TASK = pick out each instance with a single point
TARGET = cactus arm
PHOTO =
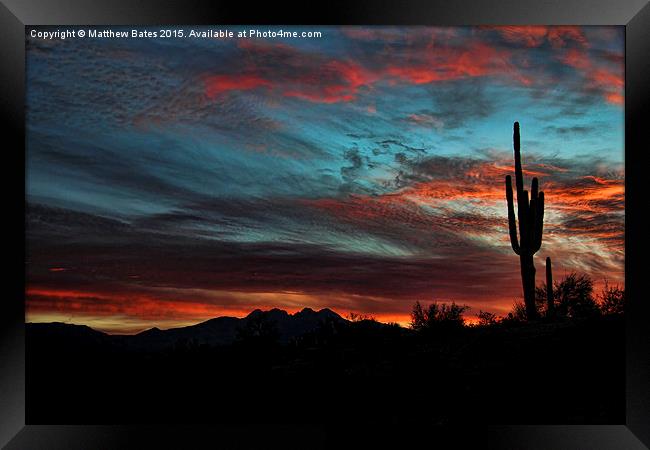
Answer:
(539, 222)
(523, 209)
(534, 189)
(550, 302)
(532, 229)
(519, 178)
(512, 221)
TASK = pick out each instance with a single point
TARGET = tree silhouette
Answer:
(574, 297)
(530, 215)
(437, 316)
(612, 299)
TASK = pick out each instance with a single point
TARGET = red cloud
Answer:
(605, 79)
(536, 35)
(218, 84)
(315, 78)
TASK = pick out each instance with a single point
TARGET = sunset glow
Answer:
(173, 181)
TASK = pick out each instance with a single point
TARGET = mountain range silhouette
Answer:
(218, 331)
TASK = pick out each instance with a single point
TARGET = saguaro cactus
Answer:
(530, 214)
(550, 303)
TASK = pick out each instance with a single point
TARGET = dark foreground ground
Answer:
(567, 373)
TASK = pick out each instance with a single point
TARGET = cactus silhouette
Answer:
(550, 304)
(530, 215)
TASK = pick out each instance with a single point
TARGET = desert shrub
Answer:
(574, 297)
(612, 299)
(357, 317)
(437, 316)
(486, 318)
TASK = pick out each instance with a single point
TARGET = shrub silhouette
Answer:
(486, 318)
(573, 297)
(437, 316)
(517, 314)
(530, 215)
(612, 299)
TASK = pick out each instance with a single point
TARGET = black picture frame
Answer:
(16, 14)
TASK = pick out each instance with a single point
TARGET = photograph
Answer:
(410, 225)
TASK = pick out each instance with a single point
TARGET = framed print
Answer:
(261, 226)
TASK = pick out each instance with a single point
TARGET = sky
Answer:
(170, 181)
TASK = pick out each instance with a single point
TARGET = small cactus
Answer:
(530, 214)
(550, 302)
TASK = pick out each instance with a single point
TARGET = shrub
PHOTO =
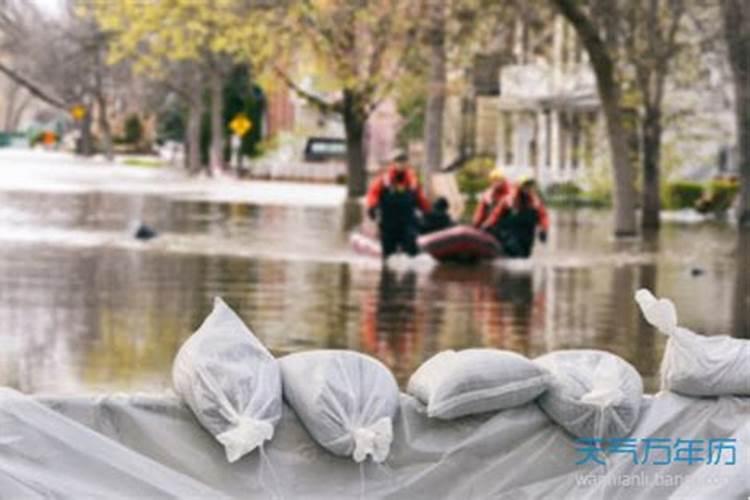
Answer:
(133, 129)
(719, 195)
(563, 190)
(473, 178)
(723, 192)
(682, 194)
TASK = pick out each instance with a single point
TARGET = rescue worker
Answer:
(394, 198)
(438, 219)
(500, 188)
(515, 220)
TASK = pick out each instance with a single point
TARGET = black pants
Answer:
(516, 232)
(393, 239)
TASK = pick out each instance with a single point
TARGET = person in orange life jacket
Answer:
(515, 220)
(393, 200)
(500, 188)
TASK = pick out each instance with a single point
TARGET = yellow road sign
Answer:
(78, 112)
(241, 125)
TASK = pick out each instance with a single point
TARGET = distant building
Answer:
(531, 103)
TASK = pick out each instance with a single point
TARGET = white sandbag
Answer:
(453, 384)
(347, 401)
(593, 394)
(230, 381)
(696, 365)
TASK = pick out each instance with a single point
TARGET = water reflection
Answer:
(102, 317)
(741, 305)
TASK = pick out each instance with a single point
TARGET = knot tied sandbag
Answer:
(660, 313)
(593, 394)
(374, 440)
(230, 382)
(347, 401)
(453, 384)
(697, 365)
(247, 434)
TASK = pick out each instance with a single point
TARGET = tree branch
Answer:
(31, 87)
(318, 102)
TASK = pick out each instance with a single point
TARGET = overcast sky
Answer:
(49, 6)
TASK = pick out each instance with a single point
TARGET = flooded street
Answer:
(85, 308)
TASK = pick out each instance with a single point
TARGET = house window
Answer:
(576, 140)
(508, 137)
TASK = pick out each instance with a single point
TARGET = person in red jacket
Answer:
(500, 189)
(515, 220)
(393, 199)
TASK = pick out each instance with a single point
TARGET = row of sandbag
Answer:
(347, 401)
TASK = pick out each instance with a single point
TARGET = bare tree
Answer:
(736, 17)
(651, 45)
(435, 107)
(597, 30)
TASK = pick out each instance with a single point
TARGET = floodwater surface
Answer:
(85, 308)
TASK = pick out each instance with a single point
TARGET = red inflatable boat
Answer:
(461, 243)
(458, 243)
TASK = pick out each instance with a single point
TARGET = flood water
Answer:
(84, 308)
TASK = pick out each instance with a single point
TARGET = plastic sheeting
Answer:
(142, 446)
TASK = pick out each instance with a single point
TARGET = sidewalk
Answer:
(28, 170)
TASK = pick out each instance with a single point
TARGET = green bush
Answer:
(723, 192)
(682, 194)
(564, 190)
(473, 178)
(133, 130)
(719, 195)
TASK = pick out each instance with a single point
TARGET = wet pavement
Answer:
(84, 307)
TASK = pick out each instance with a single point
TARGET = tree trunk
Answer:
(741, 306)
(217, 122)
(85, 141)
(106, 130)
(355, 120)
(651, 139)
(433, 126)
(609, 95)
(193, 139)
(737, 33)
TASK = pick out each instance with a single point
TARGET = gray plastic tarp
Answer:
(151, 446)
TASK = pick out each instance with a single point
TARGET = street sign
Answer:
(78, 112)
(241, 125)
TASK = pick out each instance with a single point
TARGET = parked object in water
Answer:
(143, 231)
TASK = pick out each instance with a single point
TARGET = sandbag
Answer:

==

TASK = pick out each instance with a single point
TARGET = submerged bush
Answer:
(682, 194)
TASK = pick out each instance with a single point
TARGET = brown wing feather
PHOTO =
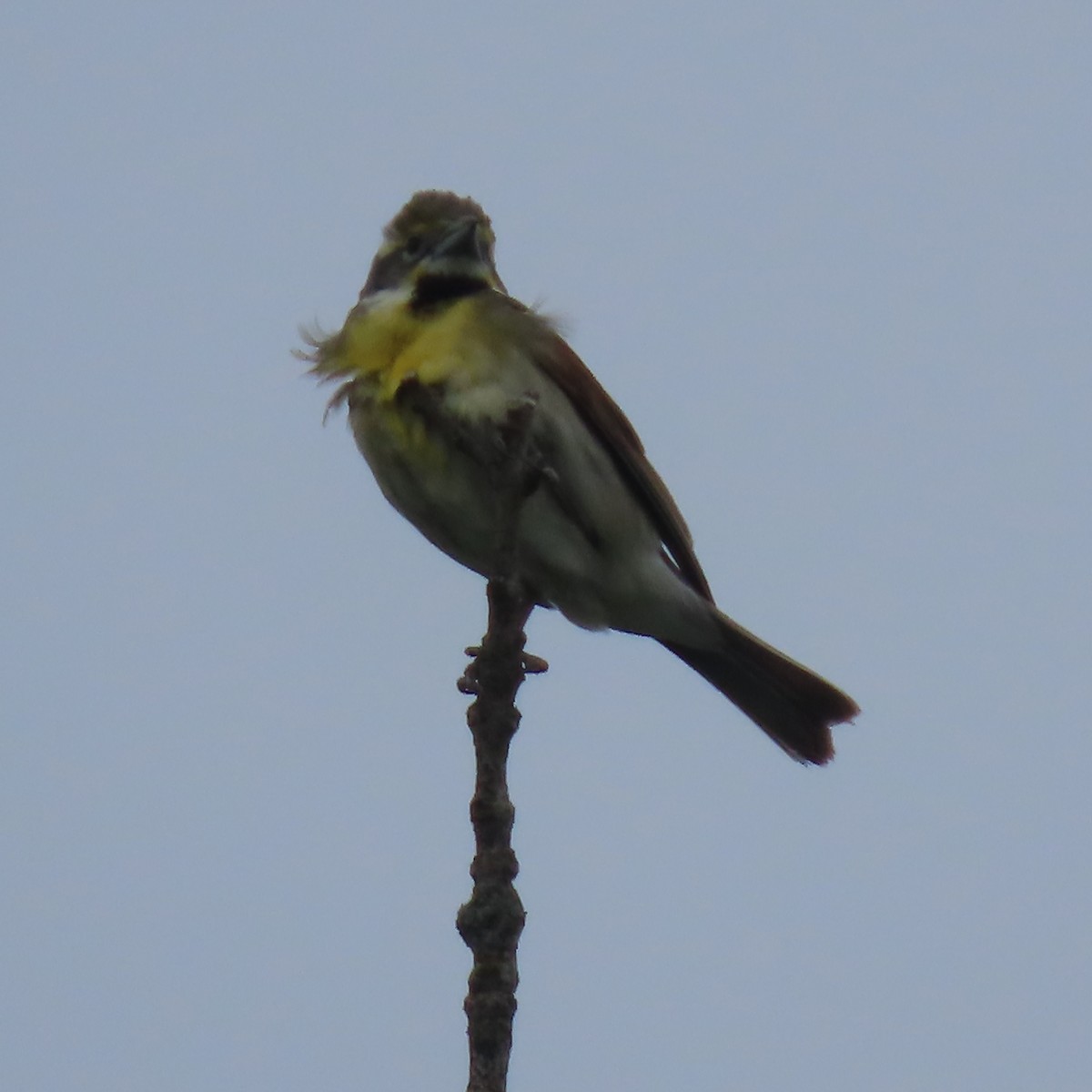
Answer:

● **Activity**: Look through the entries above and quote exactly the lines from the line with "TARGET = house window" to the line with "TARGET = parked object in water", counting both of those lines.

● **Output below**:
TARGET = house window
Answer:
(576, 140)
(508, 137)
TASK = pick out each instance with a single point
TARGET = person in red jacket
Answer:
(500, 189)
(515, 220)
(393, 199)
TASK = pick out each instance with a single point
TARGET = row of sandbag
Answer:
(347, 401)
TASK = pick out each instance with a single point
TARGET = bare tree
Answer:
(736, 17)
(651, 45)
(435, 107)
(597, 30)
TASK = pick out each instance with a single point
TARGET = floodwater surface
Answer:
(85, 308)
TASK = pick out each instance with a single point
TARGET = red inflatable boat
Answer:
(461, 243)
(458, 243)
TASK = pick out each instance with a single point
TARGET = flood water
Answer:
(84, 308)
TASK = pick out each instance with a single point
TARGET = plastic sheeting
Answer:
(142, 446)
TASK = pick out each instance with a single point
TARGET = sidewalk
Answer:
(28, 170)
TASK = pick out each instance with a single point
TARGET = green bush
Answer:
(723, 192)
(682, 194)
(564, 190)
(473, 178)
(133, 130)
(719, 195)
TASK = pick out each instance with a single point
TARGET = wet pavement
Answer:
(84, 307)
TASK = pick out each instance with a single point
TARGET = tree trunk
Answer:
(741, 306)
(217, 122)
(85, 141)
(106, 130)
(355, 120)
(651, 139)
(433, 126)
(609, 95)
(193, 139)
(737, 33)
TASK = pick out each instance with a single point
TARGET = gray plastic tarp
Answer:
(151, 446)
TASK = pick out each instance with a single point
TARGET = street sign
Answer:
(78, 112)
(241, 125)
TASK = pick out each instance with a single point
TARGET = parked object in water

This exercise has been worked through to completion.